SUPPLIED TEXT: Begin

ETHNONYMS: Nimenim, Numinu, Numu, Padouca, Snake Indians, Tête Pelée
In historical times, the Comanche were a nomadic bison-hunting tribe dominating the southern and Southwestern Great Plains and famous for their war exploits against the Mexican and U.S. armies, the state of Texas, and other tribes. They spoke a Central Numic language closely related to those spoken by the Eastern Shoshone, Northern Shoshone, and Western Shoshone. They apparently separated from other Shoshonean groups in Wyoming in the seventeenth century, moving to the plains area of southeastern Wyoming and Eastern Colorado, and later spreading into western Oklahoma, Texas, eastern New Mexico, and northern Mexico, as far south as Zacatecas and Durango. In the late eighteenth Century they were allied with the Kiowa and have remained close to them to the present day. During the first half of the nineteenth century there was continual strife with Mexicans, Texans, and the U.S. Army. In 1867 the Medicine Lodge Treaty with the United States was signed and the Comanche, along with the Kiowa and Kiowa-Apache moved to a reservation (now a federal trust area) in southwest Oklahoma, where they remain today. The tribe's present constitution and bylaws were approved by the Bureau of Indian Affairs in 1966, being represented as a tribe on the Kiowa-Comanche-Apache Intertribal Business Committee. Of a total of about nine thousand Comanche noted in the 1980 census, about thirty-six hundred lived in the trust area.
Before being placed on the reservation, the Comanche in historical times were nomadic bison hunters organized into numerous bands, of which five were always prominent—the Quahadi (Kwahadi), the Penateka (Penande), the Nokoni (Detsanayuka), the Yamparika, and the Kotsoteka. The bands were nearly autonomous and interconnections were very loose. Bison were the subsistence mainstay from the time the Comanche moved onto the plains. After the horse was acquired, they usually staged communal hunts under the Direction of a hunt leader. Bison were shot with bows and arrows (later with rifles), stabbed with lances, or sometimes driven over a cliff. Men did the hunting and women the butchering. Other game hunted included elk, deer, black bear, antelope, and, at times, wild horses. In times of Necessity, their own horses would supply the food. Numerous wild plants were collected by the women, and agricultural Products could be traded for with other tribes. Today they are mainly agriculturalists. The bison-hide-covered tipi was the basic dwelling, with wooden frame bungalows and houses replacing them in modern times.
Descent was bilateral with no descent groups being Present. Kinship terminology for cousins was Hawaiian in type. Marriage was usually endogamous within the band Community with uxorilocal postmarital residence. The husband was obliged to provide food for his wife's parents. Polygyny, often sororal, was practiced to a high degree, with the levirate also being present. Children were cherished, although abnormal babies were abandoned, as very often were one or both of a set of twins. Grandparents, especially grandmothers, played a central role in the rearing of children.

SUPPLIED TEXT: End

| LIST OF TASKS |
1 – According to the text on the Comanche, in what year was the Medicine Lodge Treaty signed?
2 – Rewrite the part of the Comanche text between "Descent was bilateral" and "rearing of children.", inclusive, replacing "cherished" with "treasured".

RECORDS: Begin

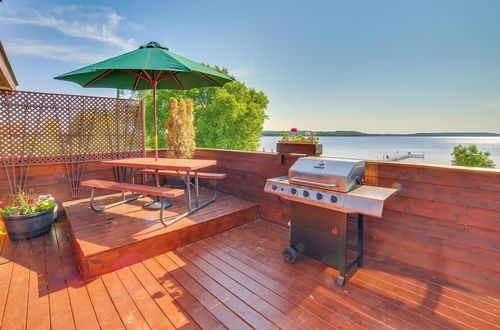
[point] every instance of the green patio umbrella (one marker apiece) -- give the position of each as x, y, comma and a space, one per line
149, 67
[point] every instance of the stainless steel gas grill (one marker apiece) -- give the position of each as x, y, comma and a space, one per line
323, 191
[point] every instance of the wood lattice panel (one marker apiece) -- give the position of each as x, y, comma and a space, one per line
43, 128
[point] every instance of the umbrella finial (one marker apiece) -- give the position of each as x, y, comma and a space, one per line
153, 44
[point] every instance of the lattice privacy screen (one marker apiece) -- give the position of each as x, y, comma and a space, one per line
42, 128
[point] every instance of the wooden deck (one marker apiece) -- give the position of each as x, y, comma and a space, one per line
234, 280
128, 233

RECORDS: End

| ANSWER SET |
1 – 1867

2 –
Descent was bilateral with no descent groups being Present. Kinship terminology for cousins was Hawaiian in type. Marriage was usually endogamous within the band Community with uxorilocal postmarital residence. The husband was obliged to provide food for his wife's parents. Polygyny, often sororal, was practiced to a high degree, with the levirate also being present. Children were treasured, although abnormal babies were abandoned, as very often were one or both of a set of twins. Grandparents, especially grandmothers, played a central role in the rearing of children.